### DOCUMENT SECTION
American elocutionist, suffragist

Ida M. Bowman Becks (March 28, 1880 – 1953), also known as Ida M. Becks, was an American elocutionist, suffragist, and African-American community organizer. She played prominent roles in establishing a number of community organizations, especially in Kansas City, Kansas, from the 1910s to the late 1940s.

==Life==
Ida M. Bowman was born on March 28, 1880, in Armstrong, Missouri. She was the daughter of Milton Bowman.

Bowman finished grammar school in 1896, and then attended the Lincoln School in Carrollton, Missouri. She graduated in 1899 as class valedictorian. Bowman then did post-graduate studies in Wichita, Kansas.

She moved to Dayton, Ohio, and began working as the secretary of the Colored Women‘s League. While in Dayton, she met H. W. Becks. The two married in 1907. In 1908, the couple moved to Kansas City, Kansas.

Becks worked for two years as the field representative for the Florence Crittenton Home in Topeka, Kansas. She then became the field representative for the National Training School in Washington, D.C., under the auspices of the Women’s Auxiliary of the National Baptist Convention.

Becks was also a nationally-known elocutionist and an “ardent suffragist.” She trained at the Chicago School of Elocution and spoke publicly at Chautauqua schools and other public events. In 1919, she spoke at a memorial service for Theodore Roosevelt at Second Baptist Church in Kansas City (where Becks and her husband were members), discussing Roosevelt’s views on women's suffrage. In the same year, Becks led a debate about women’s suffrage at Ebenezer AME Church.^{: 144}

Becks continued her public health work as well. In 1919, she fundraised for the Red Cross, and led the drive to establish a chapter of the Urban League and a community center for African-American men. In the early 1920s she served on the board of directors of the Wheatley-Provident Hospital. She also helped establish a local chapter of the YWCA to serve the African-American community.^{: 145}

In 1921, Becks was one of five delegates to the NAACP convention in Detroit. That year, she also established a Kansas City chapter of the Negro Women’s National Republican League, of which she was elected chairman. Becks was also a delegate representing Kansas City at the 1925 National Negro Educational Congress. She and her fellow delegates “use[d] the congress as a forum for a critique of American society and of black responses within that society.”^{: 128,165}

By 1926, Becks was serving as the president of the City Federation of Colored Women's Clubs. That year, the Federation clashed with the local NAACP when the latter called for a boycott of a performance of The Miracle, due to the show's purportedly segregated seating. Becks and a friend eschewed the boycott; they purchased tickets and attended the show, in her words, "unmolested, in a section where very few colored people were seated."

Becks and her husband lived in Kansas City and remained active in the Baptist Church through the late 1940s.^{: 145}

==Selected works==
Becks wrote a play entitled Up From Slavery: Evening's Entertainment in 8 Acts, which she copyrighted in 1916.

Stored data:
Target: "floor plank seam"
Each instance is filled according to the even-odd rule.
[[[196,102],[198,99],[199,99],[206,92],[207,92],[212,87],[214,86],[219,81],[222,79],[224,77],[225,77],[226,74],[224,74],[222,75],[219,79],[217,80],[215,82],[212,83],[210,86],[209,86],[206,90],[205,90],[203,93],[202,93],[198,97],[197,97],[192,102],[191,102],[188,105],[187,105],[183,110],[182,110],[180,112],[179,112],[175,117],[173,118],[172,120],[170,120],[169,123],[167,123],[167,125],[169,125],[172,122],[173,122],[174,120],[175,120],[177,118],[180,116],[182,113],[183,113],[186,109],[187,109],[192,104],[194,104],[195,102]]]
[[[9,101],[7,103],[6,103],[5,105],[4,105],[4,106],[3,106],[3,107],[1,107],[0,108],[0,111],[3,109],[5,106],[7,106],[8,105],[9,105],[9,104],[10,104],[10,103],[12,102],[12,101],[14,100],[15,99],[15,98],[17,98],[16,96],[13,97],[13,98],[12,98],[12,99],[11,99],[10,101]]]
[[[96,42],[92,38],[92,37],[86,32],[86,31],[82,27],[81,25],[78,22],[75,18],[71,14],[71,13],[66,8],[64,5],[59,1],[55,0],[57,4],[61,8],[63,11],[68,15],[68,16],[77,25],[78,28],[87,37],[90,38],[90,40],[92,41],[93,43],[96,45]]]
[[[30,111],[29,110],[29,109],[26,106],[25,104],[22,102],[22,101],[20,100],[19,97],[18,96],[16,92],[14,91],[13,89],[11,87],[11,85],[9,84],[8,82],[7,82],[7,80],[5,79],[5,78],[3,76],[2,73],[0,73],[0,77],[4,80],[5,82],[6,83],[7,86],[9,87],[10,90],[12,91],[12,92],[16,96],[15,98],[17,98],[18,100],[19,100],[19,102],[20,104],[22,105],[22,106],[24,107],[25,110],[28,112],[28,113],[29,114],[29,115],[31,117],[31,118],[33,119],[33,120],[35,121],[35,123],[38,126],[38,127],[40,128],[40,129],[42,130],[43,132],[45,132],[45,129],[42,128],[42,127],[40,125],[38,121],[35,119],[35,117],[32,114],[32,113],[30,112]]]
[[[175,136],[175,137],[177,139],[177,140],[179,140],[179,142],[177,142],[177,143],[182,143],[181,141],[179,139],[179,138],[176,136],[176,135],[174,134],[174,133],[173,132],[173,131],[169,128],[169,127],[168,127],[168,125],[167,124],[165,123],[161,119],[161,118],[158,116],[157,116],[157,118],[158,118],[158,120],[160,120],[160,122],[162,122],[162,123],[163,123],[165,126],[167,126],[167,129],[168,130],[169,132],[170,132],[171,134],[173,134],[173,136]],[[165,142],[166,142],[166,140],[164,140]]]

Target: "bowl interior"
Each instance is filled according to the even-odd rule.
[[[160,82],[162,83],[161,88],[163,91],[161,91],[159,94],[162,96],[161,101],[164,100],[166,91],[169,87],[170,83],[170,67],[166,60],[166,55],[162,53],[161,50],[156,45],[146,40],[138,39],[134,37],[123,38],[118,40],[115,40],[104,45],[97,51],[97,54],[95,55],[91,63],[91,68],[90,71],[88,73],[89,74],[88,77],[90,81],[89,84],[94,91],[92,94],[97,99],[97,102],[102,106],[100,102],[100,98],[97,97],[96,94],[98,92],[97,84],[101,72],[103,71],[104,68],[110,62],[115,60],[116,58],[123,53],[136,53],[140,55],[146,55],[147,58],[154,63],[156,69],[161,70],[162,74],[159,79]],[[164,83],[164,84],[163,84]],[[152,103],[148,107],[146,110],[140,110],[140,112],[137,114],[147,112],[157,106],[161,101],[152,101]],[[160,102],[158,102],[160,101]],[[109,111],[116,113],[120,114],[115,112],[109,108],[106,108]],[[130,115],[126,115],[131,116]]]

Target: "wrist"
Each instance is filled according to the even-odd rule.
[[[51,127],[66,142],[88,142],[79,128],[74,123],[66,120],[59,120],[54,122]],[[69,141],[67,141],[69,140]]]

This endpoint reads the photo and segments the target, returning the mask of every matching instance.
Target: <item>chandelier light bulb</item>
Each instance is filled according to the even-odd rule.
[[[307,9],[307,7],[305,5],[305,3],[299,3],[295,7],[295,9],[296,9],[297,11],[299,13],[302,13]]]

### REQUIRED ACTIONS
1 > In the biography of Ida M. Becks, which school did she graduate from as class valedictorian in 1899?
2 > Reproduce the part of the Ida M. Becks biography that opens with the words containing "Ida M. Bowman Becks" and closes with "of Milton Bowman.".
None of these lines are needed.

### EXPECTED RESULTS
1 > The Lincoln School in Carrollton, Missouri.

2 >
Ida M. Bowman Becks (March 28, 1880 – 1953), also known as Ida M. Becks, was an American elocutionist, suffragist, and African-American community organizer. She played prominent roles in establishing a number of community organizations, especially in Kansas City, Kansas, from the 1910s to the late 1940s.

==Life==
Ida M. Bowman was born on March 28, 1880, in Armstrong, Missouri. She was the daughter of Milton Bowman.